[start DATA SHOWN]

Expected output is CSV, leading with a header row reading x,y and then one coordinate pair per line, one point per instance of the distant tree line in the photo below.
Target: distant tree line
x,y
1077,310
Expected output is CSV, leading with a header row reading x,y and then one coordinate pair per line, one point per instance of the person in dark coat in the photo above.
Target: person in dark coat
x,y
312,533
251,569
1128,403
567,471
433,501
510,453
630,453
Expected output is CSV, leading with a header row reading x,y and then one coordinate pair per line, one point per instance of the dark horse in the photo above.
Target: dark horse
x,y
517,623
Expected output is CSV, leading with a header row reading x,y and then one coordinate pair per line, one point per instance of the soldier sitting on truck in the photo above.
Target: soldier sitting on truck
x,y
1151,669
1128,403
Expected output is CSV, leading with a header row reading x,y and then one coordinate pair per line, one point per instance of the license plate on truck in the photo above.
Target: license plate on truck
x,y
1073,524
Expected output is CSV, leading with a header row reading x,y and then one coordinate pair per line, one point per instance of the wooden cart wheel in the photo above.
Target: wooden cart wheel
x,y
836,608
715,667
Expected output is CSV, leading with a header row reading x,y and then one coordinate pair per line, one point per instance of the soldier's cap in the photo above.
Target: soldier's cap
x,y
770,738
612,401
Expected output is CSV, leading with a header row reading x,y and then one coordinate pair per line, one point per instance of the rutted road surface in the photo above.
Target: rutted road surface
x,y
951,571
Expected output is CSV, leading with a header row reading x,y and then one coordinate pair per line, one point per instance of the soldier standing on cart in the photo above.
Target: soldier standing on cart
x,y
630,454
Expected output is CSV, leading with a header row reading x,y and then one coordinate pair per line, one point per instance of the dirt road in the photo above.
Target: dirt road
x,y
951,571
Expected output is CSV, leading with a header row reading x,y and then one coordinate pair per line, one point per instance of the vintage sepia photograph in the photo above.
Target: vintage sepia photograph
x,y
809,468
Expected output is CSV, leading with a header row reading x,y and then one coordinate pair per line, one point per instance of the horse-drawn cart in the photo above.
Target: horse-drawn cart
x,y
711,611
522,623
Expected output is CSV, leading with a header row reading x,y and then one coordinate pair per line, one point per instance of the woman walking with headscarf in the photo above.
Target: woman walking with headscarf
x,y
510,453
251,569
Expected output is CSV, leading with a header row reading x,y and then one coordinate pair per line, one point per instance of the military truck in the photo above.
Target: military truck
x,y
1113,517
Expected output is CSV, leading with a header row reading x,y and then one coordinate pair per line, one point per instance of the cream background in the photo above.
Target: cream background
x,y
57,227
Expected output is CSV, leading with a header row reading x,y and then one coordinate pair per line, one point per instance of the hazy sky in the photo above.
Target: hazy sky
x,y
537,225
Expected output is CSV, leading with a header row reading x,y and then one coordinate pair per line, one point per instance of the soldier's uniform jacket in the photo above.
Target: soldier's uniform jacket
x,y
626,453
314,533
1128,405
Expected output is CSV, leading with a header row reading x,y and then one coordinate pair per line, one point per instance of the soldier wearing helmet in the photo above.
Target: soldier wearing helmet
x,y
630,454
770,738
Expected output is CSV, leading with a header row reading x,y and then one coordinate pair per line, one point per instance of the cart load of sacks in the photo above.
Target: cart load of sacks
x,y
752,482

[end DATA SHOWN]

### TASK INSTRUCTIONS
Set out exactly the run of lines that begins at the line holding "sky in the photo above." and ends at the last line of the data.

### SOLVED PROBLEM
Expected output is CSV, leading with a header row reading x,y and then one coordinate pair per line, one point per instance of the hazy sky in the photo above.
Target: hazy sky
x,y
537,225
Expected output is CSV, leading with a header row reading x,y and then one coordinate pair per line, one point per instance of the soldier's uniform jacket in the photo above.
Target: soldier's uniform jacket
x,y
626,453
314,533
1128,405
Expected output is CSV, leading with a header row reading x,y and then one coordinate pair per line, one point per instance of the soldier wearing helmet in the photo above.
Target: soldier wearing helmet
x,y
630,454
770,738
Expected output is CSV, leading with a header row reading x,y and then one coordinate pair per line, one point per instance of the cart load of sacks in the photo above.
Target: cart load of sacks
x,y
752,482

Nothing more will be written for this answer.